# Exercise task
Begin at the line that has "Put a point on the meditation" and continue through the end of the records. Copy those lines, requests included, multiplying every point coordinate in the answers by 0.65 and rounding to whole numbers, with halves rounded up.

**** Supplied information ****

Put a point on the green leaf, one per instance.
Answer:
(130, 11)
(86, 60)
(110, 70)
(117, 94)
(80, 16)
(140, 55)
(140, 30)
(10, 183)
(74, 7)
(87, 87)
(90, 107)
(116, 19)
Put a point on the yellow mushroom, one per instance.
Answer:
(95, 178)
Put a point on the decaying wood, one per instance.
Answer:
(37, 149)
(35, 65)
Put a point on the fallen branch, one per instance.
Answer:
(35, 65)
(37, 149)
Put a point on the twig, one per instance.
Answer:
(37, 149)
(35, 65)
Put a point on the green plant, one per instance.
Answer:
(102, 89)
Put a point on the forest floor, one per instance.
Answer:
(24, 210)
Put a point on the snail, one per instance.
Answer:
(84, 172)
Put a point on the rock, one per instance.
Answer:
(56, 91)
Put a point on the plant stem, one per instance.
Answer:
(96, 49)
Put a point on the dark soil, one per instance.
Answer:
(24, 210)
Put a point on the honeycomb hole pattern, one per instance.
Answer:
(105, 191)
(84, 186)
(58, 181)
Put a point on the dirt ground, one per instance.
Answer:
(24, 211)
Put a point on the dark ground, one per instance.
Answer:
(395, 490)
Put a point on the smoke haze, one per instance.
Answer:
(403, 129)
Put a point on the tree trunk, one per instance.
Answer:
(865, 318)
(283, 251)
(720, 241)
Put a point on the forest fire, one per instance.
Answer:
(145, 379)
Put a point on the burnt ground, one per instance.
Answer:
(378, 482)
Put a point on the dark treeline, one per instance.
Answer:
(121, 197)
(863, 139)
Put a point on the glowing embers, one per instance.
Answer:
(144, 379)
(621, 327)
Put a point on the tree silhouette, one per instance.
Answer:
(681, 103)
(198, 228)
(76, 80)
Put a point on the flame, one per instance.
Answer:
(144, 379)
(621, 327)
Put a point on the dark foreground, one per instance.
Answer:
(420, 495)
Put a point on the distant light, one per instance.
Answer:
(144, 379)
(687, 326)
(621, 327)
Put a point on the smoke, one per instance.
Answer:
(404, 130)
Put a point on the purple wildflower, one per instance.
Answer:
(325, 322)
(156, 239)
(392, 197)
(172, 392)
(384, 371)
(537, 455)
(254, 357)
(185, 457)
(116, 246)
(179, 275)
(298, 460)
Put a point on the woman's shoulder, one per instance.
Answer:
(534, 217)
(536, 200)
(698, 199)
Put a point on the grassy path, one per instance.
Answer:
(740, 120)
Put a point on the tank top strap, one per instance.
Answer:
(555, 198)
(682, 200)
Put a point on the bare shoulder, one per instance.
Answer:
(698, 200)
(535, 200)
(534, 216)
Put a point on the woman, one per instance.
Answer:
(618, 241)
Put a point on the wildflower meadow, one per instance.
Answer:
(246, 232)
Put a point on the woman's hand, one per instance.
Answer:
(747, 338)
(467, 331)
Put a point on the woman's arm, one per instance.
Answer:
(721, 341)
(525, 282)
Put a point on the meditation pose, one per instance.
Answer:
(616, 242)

****

# Exercise response
Put a point on the meditation pose, one per instance.
Answer:
(400, 157)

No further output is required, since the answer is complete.